GIVEN INSTRUCTION:
Scale the lines below, starting with the line containing "of the white" and going on through the line containing "M 252 63 L 249", both included. Copy every line, requests too, with each vertex coordinate in the answers multiplied by 2.6 and rounded to a whole number, halves up, and leave the numbers in the requests and their sample paths unchanged.

[Contour labeling entries]
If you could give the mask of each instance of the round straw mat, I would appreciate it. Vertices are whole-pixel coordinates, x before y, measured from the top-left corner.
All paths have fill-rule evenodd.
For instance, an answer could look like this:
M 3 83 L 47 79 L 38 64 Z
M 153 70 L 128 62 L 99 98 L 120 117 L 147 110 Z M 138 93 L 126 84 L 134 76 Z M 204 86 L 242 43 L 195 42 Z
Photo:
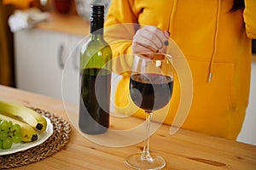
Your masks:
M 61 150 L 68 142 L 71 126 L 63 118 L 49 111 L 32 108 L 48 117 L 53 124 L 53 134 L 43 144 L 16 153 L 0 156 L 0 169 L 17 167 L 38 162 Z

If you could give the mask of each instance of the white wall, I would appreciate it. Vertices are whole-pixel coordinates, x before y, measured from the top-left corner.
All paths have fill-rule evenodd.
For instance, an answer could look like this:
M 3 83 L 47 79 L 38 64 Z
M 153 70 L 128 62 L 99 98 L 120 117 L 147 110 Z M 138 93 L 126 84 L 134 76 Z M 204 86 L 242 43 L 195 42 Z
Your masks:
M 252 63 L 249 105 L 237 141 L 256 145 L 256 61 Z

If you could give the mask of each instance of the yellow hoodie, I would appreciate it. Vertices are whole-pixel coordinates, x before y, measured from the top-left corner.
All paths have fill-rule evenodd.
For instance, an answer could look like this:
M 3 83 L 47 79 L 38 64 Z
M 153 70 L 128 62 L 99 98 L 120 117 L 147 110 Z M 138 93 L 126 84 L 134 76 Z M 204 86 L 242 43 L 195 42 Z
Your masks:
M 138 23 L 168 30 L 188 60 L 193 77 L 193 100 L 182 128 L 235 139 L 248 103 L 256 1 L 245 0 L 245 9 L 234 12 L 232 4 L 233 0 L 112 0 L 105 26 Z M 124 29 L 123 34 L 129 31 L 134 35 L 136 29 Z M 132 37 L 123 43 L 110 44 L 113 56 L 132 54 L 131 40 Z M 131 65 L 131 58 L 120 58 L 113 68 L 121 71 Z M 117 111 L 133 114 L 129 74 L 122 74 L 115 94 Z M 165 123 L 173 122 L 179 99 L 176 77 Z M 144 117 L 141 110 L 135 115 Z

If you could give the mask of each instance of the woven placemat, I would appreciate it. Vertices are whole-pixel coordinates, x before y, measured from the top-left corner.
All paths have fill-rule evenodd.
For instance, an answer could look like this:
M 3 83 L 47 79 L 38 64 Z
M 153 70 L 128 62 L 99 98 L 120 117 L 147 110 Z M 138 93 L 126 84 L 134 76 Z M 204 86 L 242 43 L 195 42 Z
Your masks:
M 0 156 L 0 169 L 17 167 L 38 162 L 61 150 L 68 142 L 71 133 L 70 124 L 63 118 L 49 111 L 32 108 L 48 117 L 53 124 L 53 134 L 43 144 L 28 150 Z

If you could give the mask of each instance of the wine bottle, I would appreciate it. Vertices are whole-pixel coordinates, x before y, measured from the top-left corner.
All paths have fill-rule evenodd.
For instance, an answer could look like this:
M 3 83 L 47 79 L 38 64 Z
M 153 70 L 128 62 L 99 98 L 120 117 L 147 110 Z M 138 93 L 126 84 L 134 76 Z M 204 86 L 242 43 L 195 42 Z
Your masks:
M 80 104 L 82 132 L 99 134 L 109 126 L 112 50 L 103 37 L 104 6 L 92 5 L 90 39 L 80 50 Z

SOLUTION FOR THIS EXERCISE:
If you could give the mask of each instance of the white wall, I would appreciate it. Vertices are whole-pixel coordinates, x before y, measured from the top-left corner.
All paths have fill-rule evenodd.
For instance, an answer could look like this:
M 3 83 L 47 79 L 38 64 Z
M 153 70 L 128 62 L 99 98 L 120 117 L 147 110 Z M 138 93 L 126 84 L 134 76 Z M 204 86 L 242 43 L 195 42 Z
Your masks:
M 655 164 L 647 273 L 616 367 L 666 377 L 666 159 Z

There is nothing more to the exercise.